[Prompt 1] According to the civil forfeiture passage, what share of the local proceeds from civil forfeiture came from people who were not charged with a crime?

[Supplied text]

* Begin *

And the same applies to the whole legal area of “Civil Forfeiture,” which I, like most Americans, still believe is connected to convicted drug dealers and the physical apparatus they assembled for their work: a fleet of cars, a string of properties for the “retail” end of the operations, secluded palatial getaways as the gains of their illicit trade. But not at all: the same driver that did in the poor black citizens of Ferguson, and Tom Barrett in Augusta, Georgia, is at work here in formulating something very different than our “French Connection” shaped screen fantasies. Federal agencies like the Post Office and Treasury can use these proceeds to fund themselves, and 39 states allow their police departments to keep the proceeds for their own use. But here’s the kicker revealed by this study: 81% of the local proceeds from Civil Forfeiture mobilized in this way “came from people who were not charged with a crime.” ( Editor’s Note: Maryland State Senator and House of Representatives Democratic primary candidate for the 8th Congressional District, Jamie Raskin {D, Mont. County} informs me he was successful in reforming the Maryland law on forfeiture to place the burden of proof on the government to show the property in question is “guilty” of the criminal connection, what he called a “Due Process” victory. A tougher bill to only allow forfeiture after a criminal conviction is in the works but will be more difficult to pass. Senator Raskin is a Constitutional Law Professor at American University and a former Editor of the Harvard Law Review. )
And so the HLR article drives relentlessly on to its conclusions, which are worth paying close attention to, although I still have something substantially different in mind in the way of “conclusions”:
Instead of distributing the cost of policing throughout society, police are allowed to single out who will shoulder this burden…part of a larger trend of thinking about government through the logic of business…a regressive tax, turning the poorest segments of the population into an easy source of revenue, raised based on the discretionary whim of executive actors.

* End *

[Material for the task]
* Begin *

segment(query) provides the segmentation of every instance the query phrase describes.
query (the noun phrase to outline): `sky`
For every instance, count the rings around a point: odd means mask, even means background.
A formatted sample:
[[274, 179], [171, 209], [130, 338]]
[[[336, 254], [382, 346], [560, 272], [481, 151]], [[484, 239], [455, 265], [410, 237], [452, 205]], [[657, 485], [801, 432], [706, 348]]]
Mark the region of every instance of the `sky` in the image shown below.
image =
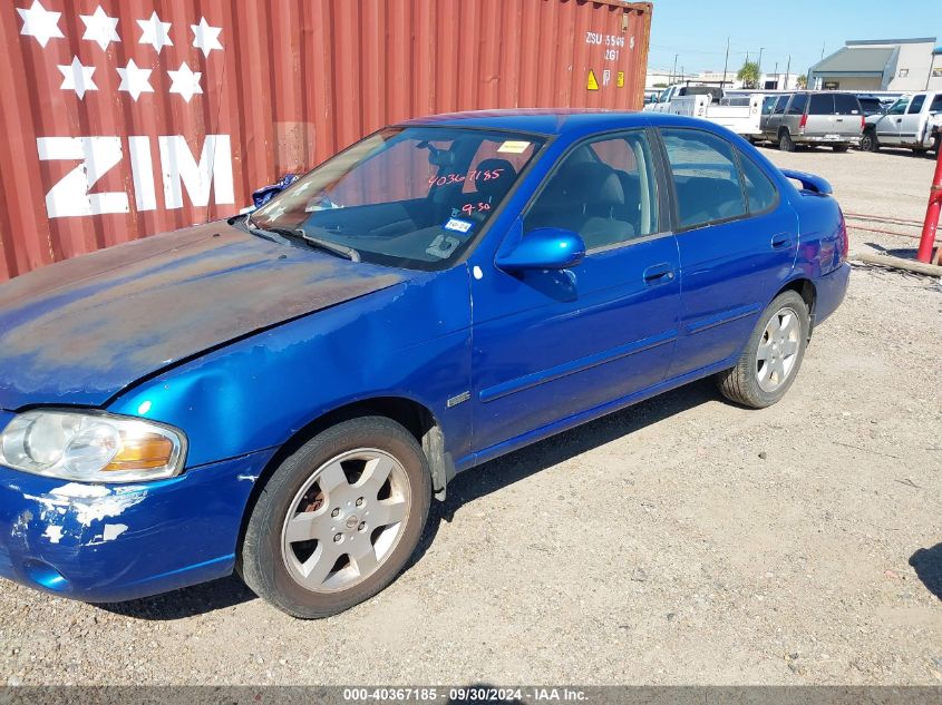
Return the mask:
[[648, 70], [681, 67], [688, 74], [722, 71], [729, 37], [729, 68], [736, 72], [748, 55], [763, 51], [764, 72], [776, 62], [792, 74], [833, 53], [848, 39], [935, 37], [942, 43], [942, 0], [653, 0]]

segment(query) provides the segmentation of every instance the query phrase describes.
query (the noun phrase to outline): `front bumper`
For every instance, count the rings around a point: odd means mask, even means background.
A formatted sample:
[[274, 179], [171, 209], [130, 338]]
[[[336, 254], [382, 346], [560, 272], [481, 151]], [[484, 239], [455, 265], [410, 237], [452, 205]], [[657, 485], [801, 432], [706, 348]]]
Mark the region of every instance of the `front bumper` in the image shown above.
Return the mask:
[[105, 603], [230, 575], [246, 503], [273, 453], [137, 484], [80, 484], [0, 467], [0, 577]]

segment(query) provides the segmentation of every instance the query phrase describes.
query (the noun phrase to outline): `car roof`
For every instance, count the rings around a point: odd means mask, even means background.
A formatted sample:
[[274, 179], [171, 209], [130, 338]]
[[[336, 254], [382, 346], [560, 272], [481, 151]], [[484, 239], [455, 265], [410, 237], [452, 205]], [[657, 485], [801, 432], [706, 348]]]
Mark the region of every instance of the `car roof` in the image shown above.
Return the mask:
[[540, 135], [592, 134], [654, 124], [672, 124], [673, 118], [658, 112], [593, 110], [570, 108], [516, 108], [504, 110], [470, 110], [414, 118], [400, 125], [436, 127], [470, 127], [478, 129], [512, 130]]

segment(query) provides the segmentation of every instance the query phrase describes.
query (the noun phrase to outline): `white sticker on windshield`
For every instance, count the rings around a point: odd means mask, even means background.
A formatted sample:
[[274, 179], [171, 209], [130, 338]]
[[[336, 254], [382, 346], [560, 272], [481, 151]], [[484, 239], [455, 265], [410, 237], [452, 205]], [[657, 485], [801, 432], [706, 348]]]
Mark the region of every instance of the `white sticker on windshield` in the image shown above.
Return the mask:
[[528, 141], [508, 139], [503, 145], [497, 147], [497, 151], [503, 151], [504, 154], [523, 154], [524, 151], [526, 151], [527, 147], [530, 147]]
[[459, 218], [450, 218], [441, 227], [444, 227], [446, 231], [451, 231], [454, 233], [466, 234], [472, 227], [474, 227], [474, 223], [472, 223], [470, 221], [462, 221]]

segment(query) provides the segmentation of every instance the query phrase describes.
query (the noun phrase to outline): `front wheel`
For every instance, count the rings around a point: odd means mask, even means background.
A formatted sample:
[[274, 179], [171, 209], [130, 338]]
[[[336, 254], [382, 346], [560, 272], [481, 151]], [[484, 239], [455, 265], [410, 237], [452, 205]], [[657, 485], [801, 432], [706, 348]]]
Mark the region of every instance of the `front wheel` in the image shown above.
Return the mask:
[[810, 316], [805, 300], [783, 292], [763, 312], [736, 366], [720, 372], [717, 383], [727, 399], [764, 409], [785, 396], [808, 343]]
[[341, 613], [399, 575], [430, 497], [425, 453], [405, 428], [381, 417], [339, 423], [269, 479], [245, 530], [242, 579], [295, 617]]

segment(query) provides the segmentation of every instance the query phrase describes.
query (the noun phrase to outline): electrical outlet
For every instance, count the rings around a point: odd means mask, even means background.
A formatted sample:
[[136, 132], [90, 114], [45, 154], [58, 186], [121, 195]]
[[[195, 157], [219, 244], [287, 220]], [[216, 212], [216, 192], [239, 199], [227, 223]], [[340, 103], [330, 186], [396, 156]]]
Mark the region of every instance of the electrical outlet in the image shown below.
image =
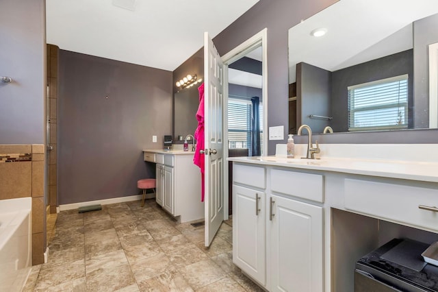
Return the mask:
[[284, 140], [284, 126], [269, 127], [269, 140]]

* End *

[Prompt 2] Please extract the lines of the records starting with the first line of the records and going on through the line with "467], [0, 577]]", both ends included. Leave the pictures out of your answer.

[Task response 1] 81%

[Task response 2]
segment(query) provides the segmentation of every instance the query phrase describes.
query (the noun phrase to outline): `sky`
For every instance, count the rings around a point: odd means mask, even means background.
A formatted sample:
[[274, 179], [171, 209], [130, 338]]
[[[336, 254], [382, 346], [560, 272], [481, 151]], [[484, 239], [455, 265], [410, 237], [452, 205]], [[657, 485], [801, 432], [706, 348]]]
Mark the region of every instance of the `sky` in the image shown below.
image =
Return the mask:
[[648, 70], [681, 67], [688, 74], [722, 71], [729, 37], [729, 68], [736, 72], [748, 55], [763, 51], [764, 72], [776, 62], [792, 74], [833, 53], [848, 39], [935, 37], [942, 43], [942, 0], [653, 0]]

segment(query) provides the segmentation of every instance the query phrase describes.
query (the noun phrase to outline): `front bumper`
For every instance, count the rings around a point: odd means mask, even means background.
A formatted sample:
[[274, 179], [171, 209], [130, 338]]
[[[336, 254], [382, 346], [560, 272], [481, 151]], [[484, 239], [455, 265], [410, 237], [452, 205]], [[657, 485], [801, 432], [706, 348]]]
Mark the region of every instance of the `front bumper` in the image shown above.
Return the mask:
[[105, 603], [230, 575], [246, 503], [273, 453], [137, 484], [80, 484], [0, 467], [0, 577]]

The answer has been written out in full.